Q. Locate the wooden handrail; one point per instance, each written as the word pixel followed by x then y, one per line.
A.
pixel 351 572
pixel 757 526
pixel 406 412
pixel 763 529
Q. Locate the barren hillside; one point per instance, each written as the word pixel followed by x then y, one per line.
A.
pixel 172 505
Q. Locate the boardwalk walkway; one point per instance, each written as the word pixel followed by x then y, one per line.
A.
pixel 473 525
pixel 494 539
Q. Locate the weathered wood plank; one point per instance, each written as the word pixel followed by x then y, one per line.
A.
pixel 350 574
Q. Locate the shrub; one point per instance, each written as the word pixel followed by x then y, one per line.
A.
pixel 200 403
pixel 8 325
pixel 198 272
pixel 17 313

========

▸ **Brief**: Copy the entire listing above word for word, keeping every line in its original order.

▸ **Solution to the problem**:
Q. Locate the wooden handrail; one point per instance, each written as the word pixel followed by x then y, one per line.
A.
pixel 351 572
pixel 757 526
pixel 406 412
pixel 763 529
Q. Locate the barren hillside; one point per instance, each written as the word pixel followed by x then y, one per line.
A.
pixel 172 505
Q. Locate the boardwalk walkway; one point per instance, each written as the word pixel followed by x then y, one per line.
A.
pixel 473 525
pixel 494 539
Q. Locate the weathered wood plank; one point per instance, each written as the word pixel followed by x then y, one per line.
A.
pixel 350 574
Q. Locate the shrub; one point per instance, each written as the word pixel followed by x then y, one per line.
A.
pixel 200 403
pixel 8 325
pixel 198 272
pixel 17 313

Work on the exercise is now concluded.